Task goal:
Your output is to consist only of the line containing "of the calm" and the lines after it, through the end of the data, reproduced exactly.

Provided material:
▬▬▬
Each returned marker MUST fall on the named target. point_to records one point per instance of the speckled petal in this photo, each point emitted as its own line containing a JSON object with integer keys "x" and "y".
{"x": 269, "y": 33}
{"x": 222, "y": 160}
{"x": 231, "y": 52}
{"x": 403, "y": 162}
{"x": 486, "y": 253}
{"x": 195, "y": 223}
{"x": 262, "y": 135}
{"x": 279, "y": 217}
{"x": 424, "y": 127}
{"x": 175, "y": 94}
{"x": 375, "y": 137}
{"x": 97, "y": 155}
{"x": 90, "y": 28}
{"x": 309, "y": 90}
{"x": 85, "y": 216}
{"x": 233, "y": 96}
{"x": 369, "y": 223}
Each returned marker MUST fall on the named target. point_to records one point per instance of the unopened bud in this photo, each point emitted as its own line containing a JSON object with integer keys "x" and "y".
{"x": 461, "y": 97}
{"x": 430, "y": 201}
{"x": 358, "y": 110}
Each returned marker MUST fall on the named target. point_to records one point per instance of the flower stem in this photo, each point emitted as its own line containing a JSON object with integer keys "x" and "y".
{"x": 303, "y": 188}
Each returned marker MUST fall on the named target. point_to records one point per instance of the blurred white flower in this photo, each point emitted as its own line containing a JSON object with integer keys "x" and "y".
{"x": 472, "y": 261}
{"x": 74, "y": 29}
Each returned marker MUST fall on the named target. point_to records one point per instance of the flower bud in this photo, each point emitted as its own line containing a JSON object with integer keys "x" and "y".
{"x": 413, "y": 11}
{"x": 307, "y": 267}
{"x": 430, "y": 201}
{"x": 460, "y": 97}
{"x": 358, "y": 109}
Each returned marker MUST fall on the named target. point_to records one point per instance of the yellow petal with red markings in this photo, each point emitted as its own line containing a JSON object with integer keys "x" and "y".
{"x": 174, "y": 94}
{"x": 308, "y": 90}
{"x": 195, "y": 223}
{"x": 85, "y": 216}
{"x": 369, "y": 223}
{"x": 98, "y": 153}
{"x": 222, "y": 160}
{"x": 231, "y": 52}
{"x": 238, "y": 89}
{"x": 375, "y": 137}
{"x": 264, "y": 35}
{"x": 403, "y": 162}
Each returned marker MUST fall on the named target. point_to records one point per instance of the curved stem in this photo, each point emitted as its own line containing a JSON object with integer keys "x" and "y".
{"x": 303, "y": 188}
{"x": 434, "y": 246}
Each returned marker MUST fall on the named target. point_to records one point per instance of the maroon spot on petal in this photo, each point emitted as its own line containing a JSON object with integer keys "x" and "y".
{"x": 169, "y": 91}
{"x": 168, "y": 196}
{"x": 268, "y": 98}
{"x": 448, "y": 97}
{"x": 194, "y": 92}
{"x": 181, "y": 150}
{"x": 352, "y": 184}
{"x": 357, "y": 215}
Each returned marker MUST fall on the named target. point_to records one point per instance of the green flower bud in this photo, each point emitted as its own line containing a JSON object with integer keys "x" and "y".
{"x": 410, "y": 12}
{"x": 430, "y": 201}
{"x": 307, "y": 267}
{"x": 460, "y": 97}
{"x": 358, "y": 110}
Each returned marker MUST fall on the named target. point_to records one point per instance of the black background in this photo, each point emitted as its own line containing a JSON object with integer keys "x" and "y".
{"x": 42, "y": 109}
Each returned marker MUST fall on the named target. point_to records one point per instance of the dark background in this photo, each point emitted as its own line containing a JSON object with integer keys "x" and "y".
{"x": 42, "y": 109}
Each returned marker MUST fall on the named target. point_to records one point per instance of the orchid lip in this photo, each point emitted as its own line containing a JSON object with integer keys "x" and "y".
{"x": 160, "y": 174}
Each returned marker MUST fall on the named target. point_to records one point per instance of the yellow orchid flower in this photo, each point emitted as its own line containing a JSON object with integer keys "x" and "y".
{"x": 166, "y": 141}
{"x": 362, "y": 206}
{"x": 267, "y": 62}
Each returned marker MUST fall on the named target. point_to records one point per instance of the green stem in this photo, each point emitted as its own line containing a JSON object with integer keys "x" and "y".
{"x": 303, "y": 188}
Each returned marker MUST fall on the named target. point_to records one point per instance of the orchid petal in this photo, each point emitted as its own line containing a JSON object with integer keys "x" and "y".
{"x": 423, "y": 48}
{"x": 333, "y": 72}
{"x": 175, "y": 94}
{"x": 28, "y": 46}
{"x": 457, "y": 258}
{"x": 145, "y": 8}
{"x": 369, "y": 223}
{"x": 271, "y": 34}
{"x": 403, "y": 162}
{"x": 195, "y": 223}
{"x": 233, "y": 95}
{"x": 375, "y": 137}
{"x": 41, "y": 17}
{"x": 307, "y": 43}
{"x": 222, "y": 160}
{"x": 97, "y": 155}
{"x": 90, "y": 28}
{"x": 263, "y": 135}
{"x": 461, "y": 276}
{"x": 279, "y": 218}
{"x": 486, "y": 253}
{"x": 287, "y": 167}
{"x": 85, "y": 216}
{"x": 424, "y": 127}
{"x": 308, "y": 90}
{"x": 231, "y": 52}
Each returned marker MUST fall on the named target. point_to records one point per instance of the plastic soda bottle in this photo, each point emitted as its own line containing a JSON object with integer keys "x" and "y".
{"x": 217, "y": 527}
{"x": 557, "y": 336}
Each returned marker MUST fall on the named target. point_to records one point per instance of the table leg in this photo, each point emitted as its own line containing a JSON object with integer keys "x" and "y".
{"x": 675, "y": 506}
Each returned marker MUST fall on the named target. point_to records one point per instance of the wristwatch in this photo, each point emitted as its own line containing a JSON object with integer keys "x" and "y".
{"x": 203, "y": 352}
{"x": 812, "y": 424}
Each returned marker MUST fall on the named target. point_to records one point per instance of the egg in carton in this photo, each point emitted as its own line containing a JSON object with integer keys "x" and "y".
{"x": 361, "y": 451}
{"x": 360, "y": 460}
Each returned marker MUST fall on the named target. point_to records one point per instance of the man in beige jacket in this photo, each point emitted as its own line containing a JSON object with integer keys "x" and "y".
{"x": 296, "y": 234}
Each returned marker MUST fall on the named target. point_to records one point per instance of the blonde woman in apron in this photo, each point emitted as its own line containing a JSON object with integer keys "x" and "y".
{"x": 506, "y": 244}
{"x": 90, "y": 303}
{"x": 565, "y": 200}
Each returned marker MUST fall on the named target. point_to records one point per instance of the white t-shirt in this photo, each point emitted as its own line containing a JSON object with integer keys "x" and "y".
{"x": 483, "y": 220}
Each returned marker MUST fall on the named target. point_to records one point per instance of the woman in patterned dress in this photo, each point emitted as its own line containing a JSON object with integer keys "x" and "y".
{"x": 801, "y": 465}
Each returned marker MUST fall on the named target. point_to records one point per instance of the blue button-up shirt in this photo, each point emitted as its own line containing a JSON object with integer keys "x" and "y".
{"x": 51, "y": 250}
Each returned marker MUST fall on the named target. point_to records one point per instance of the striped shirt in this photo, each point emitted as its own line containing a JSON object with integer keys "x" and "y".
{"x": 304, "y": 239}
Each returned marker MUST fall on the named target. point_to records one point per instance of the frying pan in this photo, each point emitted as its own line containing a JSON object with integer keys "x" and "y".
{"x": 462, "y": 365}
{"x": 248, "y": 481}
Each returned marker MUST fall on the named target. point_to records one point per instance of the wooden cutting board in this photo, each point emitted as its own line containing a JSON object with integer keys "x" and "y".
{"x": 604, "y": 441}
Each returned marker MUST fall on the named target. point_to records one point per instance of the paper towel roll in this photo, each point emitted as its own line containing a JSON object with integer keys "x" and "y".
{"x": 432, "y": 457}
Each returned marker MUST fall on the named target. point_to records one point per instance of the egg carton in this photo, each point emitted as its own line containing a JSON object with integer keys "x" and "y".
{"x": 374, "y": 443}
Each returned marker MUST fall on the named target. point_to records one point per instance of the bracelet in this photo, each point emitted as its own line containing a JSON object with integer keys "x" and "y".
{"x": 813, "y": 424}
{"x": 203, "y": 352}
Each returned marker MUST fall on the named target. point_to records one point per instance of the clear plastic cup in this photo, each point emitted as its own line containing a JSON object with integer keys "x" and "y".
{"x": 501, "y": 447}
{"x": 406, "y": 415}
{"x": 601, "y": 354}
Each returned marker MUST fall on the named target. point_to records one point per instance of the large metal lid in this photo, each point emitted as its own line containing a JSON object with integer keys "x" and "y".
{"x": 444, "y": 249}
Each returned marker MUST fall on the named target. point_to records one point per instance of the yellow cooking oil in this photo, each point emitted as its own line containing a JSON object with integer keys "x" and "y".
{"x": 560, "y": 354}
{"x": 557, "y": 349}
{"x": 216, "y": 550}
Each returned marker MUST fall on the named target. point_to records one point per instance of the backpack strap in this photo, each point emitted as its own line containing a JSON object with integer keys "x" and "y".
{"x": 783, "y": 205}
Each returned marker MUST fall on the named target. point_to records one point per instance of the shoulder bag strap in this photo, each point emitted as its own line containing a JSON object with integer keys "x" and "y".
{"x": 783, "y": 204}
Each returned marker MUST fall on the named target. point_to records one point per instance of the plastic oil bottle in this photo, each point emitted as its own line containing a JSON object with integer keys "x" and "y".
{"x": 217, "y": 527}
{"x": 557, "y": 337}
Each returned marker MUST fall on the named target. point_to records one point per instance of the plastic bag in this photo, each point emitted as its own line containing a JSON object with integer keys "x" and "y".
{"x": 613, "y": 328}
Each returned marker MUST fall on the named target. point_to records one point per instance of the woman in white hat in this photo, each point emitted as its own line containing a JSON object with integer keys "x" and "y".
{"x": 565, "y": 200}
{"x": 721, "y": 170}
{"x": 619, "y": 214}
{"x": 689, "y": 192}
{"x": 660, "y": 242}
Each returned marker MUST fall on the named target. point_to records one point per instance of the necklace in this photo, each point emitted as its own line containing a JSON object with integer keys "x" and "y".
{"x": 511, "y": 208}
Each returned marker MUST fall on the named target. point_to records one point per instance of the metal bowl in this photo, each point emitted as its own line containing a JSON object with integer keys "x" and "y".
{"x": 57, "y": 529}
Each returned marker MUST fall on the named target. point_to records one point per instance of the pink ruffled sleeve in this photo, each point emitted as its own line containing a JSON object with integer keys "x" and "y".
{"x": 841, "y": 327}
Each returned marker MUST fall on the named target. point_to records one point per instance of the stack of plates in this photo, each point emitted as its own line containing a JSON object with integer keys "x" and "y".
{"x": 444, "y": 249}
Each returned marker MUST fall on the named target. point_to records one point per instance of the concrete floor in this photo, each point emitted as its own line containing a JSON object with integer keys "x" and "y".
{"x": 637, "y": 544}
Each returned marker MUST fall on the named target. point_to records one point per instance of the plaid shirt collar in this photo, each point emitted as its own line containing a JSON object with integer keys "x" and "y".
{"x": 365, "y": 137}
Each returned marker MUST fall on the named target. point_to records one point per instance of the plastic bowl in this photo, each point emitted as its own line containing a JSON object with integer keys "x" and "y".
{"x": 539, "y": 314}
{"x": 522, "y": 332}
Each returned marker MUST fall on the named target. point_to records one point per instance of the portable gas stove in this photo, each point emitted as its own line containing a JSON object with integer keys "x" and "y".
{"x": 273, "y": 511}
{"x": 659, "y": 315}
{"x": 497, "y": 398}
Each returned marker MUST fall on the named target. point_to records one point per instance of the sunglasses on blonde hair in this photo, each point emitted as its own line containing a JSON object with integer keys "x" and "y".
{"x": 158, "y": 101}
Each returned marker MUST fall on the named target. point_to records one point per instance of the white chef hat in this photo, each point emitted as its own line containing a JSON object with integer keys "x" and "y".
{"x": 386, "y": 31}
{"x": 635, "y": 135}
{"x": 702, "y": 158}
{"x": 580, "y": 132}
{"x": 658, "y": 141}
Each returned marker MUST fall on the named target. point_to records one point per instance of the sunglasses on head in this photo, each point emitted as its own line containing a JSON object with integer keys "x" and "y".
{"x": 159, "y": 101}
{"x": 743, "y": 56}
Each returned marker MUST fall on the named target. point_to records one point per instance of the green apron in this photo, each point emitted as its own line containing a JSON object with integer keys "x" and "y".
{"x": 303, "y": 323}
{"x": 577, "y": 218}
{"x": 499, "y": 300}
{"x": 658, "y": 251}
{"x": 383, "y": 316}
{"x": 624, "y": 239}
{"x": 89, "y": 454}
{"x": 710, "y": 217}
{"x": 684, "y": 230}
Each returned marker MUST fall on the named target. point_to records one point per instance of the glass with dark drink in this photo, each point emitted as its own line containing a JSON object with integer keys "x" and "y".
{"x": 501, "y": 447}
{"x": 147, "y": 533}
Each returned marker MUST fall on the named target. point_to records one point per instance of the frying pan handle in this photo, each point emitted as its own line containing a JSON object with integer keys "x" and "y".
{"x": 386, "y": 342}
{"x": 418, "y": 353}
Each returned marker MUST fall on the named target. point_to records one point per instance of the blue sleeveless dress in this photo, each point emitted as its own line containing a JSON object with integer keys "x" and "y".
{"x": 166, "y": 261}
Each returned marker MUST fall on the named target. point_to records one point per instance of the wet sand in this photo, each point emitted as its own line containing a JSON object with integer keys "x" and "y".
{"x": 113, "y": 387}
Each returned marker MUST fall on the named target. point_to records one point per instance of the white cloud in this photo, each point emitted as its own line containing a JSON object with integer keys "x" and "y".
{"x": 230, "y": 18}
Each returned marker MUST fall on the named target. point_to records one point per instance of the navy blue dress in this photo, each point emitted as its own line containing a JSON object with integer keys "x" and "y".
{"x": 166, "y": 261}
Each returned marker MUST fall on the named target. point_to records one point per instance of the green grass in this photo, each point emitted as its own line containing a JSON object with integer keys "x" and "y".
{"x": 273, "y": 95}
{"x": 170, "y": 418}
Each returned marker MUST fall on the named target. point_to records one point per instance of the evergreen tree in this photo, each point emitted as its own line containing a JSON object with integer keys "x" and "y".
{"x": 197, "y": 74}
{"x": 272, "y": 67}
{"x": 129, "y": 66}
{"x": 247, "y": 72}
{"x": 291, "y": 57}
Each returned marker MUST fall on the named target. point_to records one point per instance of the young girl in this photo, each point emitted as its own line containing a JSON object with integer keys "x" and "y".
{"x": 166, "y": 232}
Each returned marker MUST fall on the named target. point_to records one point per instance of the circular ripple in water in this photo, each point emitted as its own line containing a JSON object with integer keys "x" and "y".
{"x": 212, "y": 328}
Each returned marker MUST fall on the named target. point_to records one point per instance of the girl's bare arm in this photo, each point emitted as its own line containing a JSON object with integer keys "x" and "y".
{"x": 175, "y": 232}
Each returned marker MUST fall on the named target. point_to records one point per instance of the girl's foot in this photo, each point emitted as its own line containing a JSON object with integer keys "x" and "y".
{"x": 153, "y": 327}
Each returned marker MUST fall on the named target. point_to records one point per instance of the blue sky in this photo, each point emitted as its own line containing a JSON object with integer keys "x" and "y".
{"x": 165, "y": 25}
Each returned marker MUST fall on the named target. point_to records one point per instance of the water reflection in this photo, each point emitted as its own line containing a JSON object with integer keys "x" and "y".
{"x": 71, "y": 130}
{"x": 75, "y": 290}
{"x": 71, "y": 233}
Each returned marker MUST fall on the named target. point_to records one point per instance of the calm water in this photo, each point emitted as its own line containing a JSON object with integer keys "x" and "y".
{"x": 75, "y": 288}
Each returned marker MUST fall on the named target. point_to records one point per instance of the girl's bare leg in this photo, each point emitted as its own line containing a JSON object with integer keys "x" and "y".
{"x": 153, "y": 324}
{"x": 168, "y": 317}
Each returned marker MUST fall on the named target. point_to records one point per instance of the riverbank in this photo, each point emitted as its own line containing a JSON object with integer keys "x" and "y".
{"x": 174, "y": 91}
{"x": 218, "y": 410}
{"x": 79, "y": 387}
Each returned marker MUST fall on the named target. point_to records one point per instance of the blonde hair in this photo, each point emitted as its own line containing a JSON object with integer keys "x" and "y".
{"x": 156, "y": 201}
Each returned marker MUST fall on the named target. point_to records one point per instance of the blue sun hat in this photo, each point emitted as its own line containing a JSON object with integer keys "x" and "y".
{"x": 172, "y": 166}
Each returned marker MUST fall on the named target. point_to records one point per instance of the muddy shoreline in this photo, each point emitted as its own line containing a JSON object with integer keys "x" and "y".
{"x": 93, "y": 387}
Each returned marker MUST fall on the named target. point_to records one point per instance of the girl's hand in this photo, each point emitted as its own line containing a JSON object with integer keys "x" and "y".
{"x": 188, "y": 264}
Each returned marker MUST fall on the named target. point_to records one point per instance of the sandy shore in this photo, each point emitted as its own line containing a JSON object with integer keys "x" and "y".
▬▬▬
Answer space:
Each returned marker MUST fall on the named target. point_to records one point per instance of the calm water in this photo, each point emitted as its own line containing a JSON object with integer keys "x" and "y".
{"x": 75, "y": 288}
Each returned marker MUST fall on the named target. point_to records one point per instance of the girl's bare leg in this photo, each point emitted as its own line containing a JSON object with integer keys "x" and "y".
{"x": 153, "y": 324}
{"x": 168, "y": 317}
Each returned marker MUST fall on the named target. point_to records one point per instance of the riverbank in this photo, each point emitted as its own line containing a JSON object with integer keys "x" and "y".
{"x": 174, "y": 91}
{"x": 218, "y": 410}
{"x": 79, "y": 387}
Each returned marker MUST fall on the named target. point_to records one point per instance of the blonde hair in this photo, each point emitted as its own line containing a JSON object with integer keys "x" and "y".
{"x": 156, "y": 201}
Each returned marker MUST fall on the named target. point_to records one point per instance of the blue sun hat in this photo, each point emitted as its own line containing a JSON object with integer keys "x" and "y".
{"x": 172, "y": 166}
Each returned marker MUST fall on the named target. point_to records one point per instance of the muddy shoreline in this photo, each point emitted as its own line containing a JSON object with integer keys "x" and "y".
{"x": 93, "y": 387}
Each returned marker MUST fall on the named target. point_to records one point per instance of the girl's hand in this photo, each point emitted as its own line containing a JSON object with integer keys "x" and "y".
{"x": 188, "y": 264}
Each returned marker MUST fall on the named target. point_to records one point per instance of the sandy shore in this photo, each point emitted as its own line containing a JSON object with integer keys "x" and "y".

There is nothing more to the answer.